Retype the full set of records. Keep every character identical.

============

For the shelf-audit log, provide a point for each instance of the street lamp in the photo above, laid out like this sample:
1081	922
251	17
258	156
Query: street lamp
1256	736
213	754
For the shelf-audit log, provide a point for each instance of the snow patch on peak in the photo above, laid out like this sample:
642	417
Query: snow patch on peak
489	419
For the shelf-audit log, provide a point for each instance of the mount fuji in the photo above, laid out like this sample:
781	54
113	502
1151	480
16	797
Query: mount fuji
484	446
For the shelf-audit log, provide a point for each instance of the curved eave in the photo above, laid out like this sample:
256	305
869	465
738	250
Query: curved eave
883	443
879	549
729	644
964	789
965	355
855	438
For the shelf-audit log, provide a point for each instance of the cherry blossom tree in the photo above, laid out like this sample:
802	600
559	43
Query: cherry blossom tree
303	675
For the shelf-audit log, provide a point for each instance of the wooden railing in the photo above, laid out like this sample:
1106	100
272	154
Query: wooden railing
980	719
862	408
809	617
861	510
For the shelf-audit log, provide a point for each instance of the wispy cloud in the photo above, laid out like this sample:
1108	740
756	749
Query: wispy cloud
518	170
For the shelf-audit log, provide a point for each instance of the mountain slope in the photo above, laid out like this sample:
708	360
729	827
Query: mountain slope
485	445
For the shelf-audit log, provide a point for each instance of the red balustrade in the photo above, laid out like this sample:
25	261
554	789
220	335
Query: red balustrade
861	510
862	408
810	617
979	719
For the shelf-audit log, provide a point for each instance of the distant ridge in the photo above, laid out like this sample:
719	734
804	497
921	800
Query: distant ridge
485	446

============

● TASK SOLUTION
For the shelf-audit log, provide a point for each instance of the street lamp in the photo above, laid out like this sample:
1081	922
251	17
258	156
Query: street lamp
1256	736
213	754
For the shelf-audit log, provide a point for each instance of the snow patch on peak in the photo above, laid out like this sample:
642	417
Query: snow patch on peak
489	419
For the shelf-audit log, provide a point for each instance of the mount fuji in the photo above, laid out like this sample:
781	54
113	502
1151	480
16	797
Query: mount fuji
484	446
For the shelf-audit log, provide a point for each instance of the curved eave in the photo above, laid out like this sample:
256	305
869	465
738	250
Query: curved eave
883	443
879	549
729	644
964	789
965	355
855	438
For the shelf-audit log, provide a point for each instance of the cherry blossom tree in the photo above, laid out like this sample:
802	600
559	43
Query: cherry blossom tree
303	675
For the shelf-audit log, provide a point for each instance of the wooden railing in the photo above, laid out like this sample:
1106	100
272	154
Query: wooden railing
980	719
862	408
809	617
861	510
For the shelf-audit log, provide a point for each instance of the wispy cloud in the photo above, laid out like this sample:
1108	740
756	749
Query: wispy cloud
518	170
For the shelf-audit log, provide a point for each instance of the mountain slope in the photo above, laid out like this sample:
708	360
729	827
Query: mountain slope
485	445
For the shelf-audit log, provide a point for each instance of the red balustrade in the photo above, laid out like this sample:
25	261
554	789
220	335
Query: red balustrade
861	510
862	408
810	617
979	719
For the shelf-audit log, provide a point for each instance of the distant ridge in the photo above, laid out like this sample:
719	734
804	497
921	800
Query: distant ridge
485	446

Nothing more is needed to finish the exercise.